**Source excerpt:**
start
White and Hogan on Hayek and Cassel on the Causes of the Great Depression

Lawrence White and Thomas Hogan have just published a new paper in the Journal of Economic Behavior and Organization (“Hayek, Cassel, and the origins of the great depression”). Since White is a leading Hayek scholar, who has written extensively on Hayek’s economic writings (e.g., his important 2008 article “Did Hayek and Robbins Deepen the Great Depression?”) and edited the new edition of Hayek’s notoriously difficult volume, The Pure Theory of Capital, when it was published as volume 11 of the Collected Works of F. A. Hayek, the conclusion reached by the new paper that Hayek had a better understanding than Cassel of what caused the Great Depression is not, in and of itself, surprising.

However, I admit to being taken aback by the abstract of the paper:

We revisit the origins of the Great Depression by contrasting the accounts of two contemporary economists, Friedrich A. Hayek and Gustav Cassel. Their distinct theories highlight important, but often unacknowledged, differences between the international depression and the Great Depression in the United States. Hayek’s business cycle theory offered a monetary overexpansion account for the 1920s investment boom, the collapse of which initiated the Great Depression in the United States. Cassel’s warnings about a scarcity gold reserves related to the international character of the downturn, but the mechanisms he emphasized contributed little to the deflation or depression in the United States.

I wouldn’t deny that there are differences between the way the Great Depression played out in the United States and in the rest of the world, e.g., Britain and France, which to be sure, suffered less severely than did the US or, say, Germany. It is both possible, and important, to explore and understand the differential effects of the Great Depression in various countries. I am sorry to say that White and Hogan do neither. Instead, taking at face value the dubious authority of Friedman and Schwartz’s treatment of the Great Depression in the Monetary History of the United States, they assert that the cause of the Great Depression in the US was fundamentally different from the cause of the Great Depression in many or all other countries.

Taking that insupportable premise from Friedman and Schwartz, they simply invoke various numerical facts from the Monetary History as if those facts, in and of themselves, demonstrate what requires to be demonstrated: that the causes of the Great Depression in the US were different from those of the Great Depression in the rest of the world. That assumption vitiated the entire treatment of the Great Depression in the Monetary History, and it vitiates the results that White and Hogan reach about the merits of the conflicting explanations of the Great Depression offered by Cassel and Hayek.

I’ve discussed the failings of Friedman’s treatment of the Great Depression and of other episodes he analyzed in the Monetary History in previous posts (e.g., here, here, here, here, and here). The common failing of all the episodes treated by Friedman in the Monetary History and elsewhere is that he misunderstood how the gold standard operated, because his model of the gold standard was a primitive version of the price-specie-flow mechanism in which the monetary authority determines the quantity of money, which then determines the price level, which then determines the balance of payments, the balance of payments being a function of the relative price levels of the different countries on the gold standard. Countries with relatively high price levels experience trade deficits and outflows of gold, and countries with relatively low price levels experience trade surpluses and inflows of gold. Under the mythical “rules of the game” under the gold standard, countries with gold inflows were supposed to expand their money supplies, so that prices would rise and countries with outflows were supposed to reduce their money supplies, so that prices fall. If countries followed the rules, then an international monetary equilibrium would eventually be reached.
end
**Dataset extract:**
start
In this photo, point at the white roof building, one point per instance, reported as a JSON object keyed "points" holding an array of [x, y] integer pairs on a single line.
end
**Problem to solve:**
Answer these questions from the post on Hayek and Cassel:
1. In which journal did White and Hogan publish their new paper?
2. As what volume of the Collected Works of F. A. Hayek was the new edition of The Pure Theory of Capital published?
3. Under the "rules of the game," what were countries with gold inflows supposed to do?
The material above comes from a separate source and is not related to the text.

**Exercise response:**
1. The Journal of Economic Behavior and Organization.
2. Volume 11.
3. Expand their money supplies, so that prices would rise.